───── Übungstext ─────

In der vergangenen Woche reiste ich nach Dangast.
Ich fuhr dorthin, um das Barcamp Dangast zu besuchen. Und um aufs Meer zu schauen.
Man munkelt über die Nordsee, dass sie oft nicht dort sei, wo sie sein sollte, besonders dann, wenn man sie braucht. Das kann ich so nicht bestätigen: Sie war stets zur Mittagszeit anwesend, wenngleich nur kurz.
Zum Ausgleich und für ein nichtsdestotrotz umfassendes Nordseegefühl sandte der Meeresgott große Mengen Regen und Wind. Das Wasser malte Rinnen und Furchen in den Sand, und als ich sicher war, dass aller Sand in den Jadebusen und von dort nach England und weiter nach Grönland und von dort nach Kanada fließen werde, hörte es auf zu regnen und die Sonne schien.
Am Donnerstag mietete ich mir ein Fahrrad und fuhr erst in die eine, dann in die andere Richtung, immer am Deich entlang. Am Deich entlangfahren ist wie schwimmen – zu Beginn sehr langweilig: Ich fuhr und fuhr, es ging geradeaus, Seeschwalben stürzten durch die Luft, der Deich war links, die Kühe waren rechts, es kam eine Biegung, und nach der Biegung ging es weiter geradeaus. Den Kühen folgte Mais, und dem Mais folgte Wiese. Der Deich blieb immer Deich, mal mit Schafen, mal ohne. Ich trat und trat, es nieselte weich in mein Gesicht, ich dachte nicht mehr ans Ziel, denn das Ziel war ohnehin willkürlich, und nach einer Zeit war es einfach nur schön. So wie beim Schwimmen, wenn man irgendwann vergisst, die Bahnen zu zählen.

─────

■ **Arbeitsfragen**:
**A.** Welche Tiere kommen im Text über Dangast vor? Zähle alle auf.
**B.** Fasse den Text über Dangast in zwei Sätzen zusammen.
**C.** Führe den Text über Dangast nach seinem letzten Satz weiter.

───── Gegebenes Material ─────

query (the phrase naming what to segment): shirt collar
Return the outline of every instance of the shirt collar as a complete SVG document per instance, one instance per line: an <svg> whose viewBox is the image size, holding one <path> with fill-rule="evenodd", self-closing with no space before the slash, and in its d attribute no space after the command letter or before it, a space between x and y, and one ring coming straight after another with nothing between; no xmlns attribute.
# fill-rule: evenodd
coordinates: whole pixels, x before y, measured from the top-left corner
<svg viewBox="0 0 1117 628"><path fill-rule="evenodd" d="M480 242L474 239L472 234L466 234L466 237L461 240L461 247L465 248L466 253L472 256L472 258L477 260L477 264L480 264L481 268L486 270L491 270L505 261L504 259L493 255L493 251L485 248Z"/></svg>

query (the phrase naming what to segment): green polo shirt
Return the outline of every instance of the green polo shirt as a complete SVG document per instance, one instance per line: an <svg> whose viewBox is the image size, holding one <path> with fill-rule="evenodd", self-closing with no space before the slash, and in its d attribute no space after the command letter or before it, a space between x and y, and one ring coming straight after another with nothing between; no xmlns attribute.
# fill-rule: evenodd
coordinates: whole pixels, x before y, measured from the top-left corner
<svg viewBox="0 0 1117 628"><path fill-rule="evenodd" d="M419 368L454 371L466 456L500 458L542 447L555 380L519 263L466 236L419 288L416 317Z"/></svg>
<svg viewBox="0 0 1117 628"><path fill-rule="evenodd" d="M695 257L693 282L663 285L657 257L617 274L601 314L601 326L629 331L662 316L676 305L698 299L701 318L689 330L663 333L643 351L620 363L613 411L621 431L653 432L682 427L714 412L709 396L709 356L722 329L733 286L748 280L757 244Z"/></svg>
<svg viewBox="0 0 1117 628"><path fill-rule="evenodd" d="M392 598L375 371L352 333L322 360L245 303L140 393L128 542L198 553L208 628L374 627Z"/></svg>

─────

■ **Antworten zu Aufgaben**:
**A.** Seeschwalben, Kühe, Schafe

**B.** Die erzählende Person reiste nach Dangast, um das Barcamp zu besuchen und aufs Meer zu schauen, und bekam dort viel Regen und Wind ab. Am Donnerstag fuhr sie mit einem gemieteten Fahrrad am Deich entlang, was zuerst langweilig und nach einer Zeit einfach nur schön war.

**C.**
Als ich keine Lust mehr hatte, den Deich links zu haben, drehte ich das Fahrrad um und fuhr wieder zurück. Das Seltsame war, dass ich, auch wenn der Deich nun rechts war, wieder Gegenwind hatte. „Mikroklima“, sagten mir die Einheimischen später. „Kannste nix machen.“
Ich fuhr zurück nach Dangast und noch ein Stück weiter, legte mich auf einen Steg in die Salzwiesen, drehte das Fahrrad wieder um, fuhr zurück und setzte mich an den Strand, trank Milchkaffee und Cola, und plötzlich war die Sonne wieder da.
Am Freitag begann das Barcamp.
Auf einem Barcamp treffen sich Menschen. Was sie dort machen, stimmen sie ab: Jeder kann ein Thema mitbringen, und wenn genug Leute sagen, dass sie das Thema interessant finden, sprechen sie eine Stunde lang darüber. Manchmal zeigt jemand etwas, manchmal stellt er eine Frage, und es gibt auch Leute, die nur zuhören.
Erstaunlicherweise ist immer ausreichend Interessantes dabei. Erstaunlicherweise sind die Menschen, die auf Barcamps gehen, sehr freundlich. Und erstaunlicherweise lerne ich immer etwas – meist über Dinge, von denen ich vorab noch nie etwas gehört habe. So war es auch diesmal.
Falls Ihnen diese Argumente nicht ausreichen, um das Barcamp in Dangast im kommenden Jahr zu besuchen: Die Aussicht aufs Meer war verdammt nicht übel.
Das auf dem Foto, genau auf zwölf Uhr, sind Frank und Djure. Sie haben das Barcamp moderiert.
Während meiner Zeit in Dangast wohnte ich übrigens in einer heimeligen Pension: ein altes Herrenhaus mit Kieseinfahrt und Bauerngarten, die Fassade mit Efeu berankt, das Haus von Bäumen umsäumt. Die Dielen knarzten. Die Decken waren hoch und die Türen schwer.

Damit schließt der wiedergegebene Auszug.